[Annotation dataset listing]
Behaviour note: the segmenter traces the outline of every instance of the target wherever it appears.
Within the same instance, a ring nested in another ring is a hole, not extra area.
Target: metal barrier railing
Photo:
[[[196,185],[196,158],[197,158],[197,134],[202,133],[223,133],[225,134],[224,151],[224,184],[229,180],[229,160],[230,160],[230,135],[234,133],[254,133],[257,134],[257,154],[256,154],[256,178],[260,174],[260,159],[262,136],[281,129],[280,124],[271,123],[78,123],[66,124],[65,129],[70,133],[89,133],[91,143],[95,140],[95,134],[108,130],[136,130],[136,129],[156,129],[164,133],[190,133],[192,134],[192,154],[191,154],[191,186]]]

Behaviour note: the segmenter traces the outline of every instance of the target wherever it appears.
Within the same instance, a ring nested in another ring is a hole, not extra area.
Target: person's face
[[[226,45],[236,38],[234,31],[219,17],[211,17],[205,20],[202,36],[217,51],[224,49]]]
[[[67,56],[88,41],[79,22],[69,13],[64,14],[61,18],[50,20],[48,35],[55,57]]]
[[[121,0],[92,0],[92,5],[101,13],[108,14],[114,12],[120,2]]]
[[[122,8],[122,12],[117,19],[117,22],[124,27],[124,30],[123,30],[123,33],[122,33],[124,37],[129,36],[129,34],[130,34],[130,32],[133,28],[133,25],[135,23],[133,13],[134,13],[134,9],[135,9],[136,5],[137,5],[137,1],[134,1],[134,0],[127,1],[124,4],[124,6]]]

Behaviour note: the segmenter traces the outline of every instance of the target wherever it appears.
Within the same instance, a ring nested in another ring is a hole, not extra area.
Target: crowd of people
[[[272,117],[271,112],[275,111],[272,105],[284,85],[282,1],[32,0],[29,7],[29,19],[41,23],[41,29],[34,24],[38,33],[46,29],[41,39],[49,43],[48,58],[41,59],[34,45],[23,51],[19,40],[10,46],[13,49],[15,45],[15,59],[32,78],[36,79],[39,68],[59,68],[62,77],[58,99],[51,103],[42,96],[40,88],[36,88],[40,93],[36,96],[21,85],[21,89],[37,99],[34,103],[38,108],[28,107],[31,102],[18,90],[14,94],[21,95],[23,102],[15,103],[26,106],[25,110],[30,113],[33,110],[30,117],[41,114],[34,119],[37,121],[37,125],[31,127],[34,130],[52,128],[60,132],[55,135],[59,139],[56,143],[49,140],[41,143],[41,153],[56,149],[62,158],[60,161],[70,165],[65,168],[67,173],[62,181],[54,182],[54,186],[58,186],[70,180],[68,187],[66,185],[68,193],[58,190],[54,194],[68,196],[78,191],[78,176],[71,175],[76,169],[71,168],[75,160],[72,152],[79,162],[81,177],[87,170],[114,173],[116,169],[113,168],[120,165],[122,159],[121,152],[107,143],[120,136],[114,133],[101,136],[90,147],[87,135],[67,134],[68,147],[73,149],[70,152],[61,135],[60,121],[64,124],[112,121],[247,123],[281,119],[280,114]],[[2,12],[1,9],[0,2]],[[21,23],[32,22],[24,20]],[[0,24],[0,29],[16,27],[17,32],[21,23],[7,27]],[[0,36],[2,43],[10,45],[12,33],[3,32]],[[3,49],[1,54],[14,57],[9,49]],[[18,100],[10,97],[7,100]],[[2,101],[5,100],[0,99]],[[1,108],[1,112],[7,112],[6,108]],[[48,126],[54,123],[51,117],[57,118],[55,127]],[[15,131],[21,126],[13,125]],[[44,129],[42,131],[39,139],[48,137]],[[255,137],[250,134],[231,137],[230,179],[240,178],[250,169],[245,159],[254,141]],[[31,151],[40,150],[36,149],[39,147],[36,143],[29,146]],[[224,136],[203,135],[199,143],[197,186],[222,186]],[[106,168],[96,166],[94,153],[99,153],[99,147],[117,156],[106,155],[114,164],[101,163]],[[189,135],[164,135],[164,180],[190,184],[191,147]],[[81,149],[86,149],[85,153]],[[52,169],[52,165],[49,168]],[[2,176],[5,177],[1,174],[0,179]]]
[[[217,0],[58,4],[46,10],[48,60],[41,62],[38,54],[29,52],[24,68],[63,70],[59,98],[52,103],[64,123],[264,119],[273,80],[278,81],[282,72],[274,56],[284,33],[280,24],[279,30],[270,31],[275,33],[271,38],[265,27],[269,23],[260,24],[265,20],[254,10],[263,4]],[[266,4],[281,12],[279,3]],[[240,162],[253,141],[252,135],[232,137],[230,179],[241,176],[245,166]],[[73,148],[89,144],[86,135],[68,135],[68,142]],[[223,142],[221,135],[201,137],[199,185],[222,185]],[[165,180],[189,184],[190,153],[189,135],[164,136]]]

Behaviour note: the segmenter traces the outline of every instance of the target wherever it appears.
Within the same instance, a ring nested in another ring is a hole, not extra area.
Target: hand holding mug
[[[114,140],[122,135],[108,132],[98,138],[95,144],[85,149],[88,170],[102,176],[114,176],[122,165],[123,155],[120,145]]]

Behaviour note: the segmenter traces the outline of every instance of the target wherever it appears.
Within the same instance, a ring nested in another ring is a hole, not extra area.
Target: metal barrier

» Brief:
Identify every line in the listing above that contains the word "barrier" and copy each such line.

» Output of the exercise:
Target: metal barrier railing
Target: metal barrier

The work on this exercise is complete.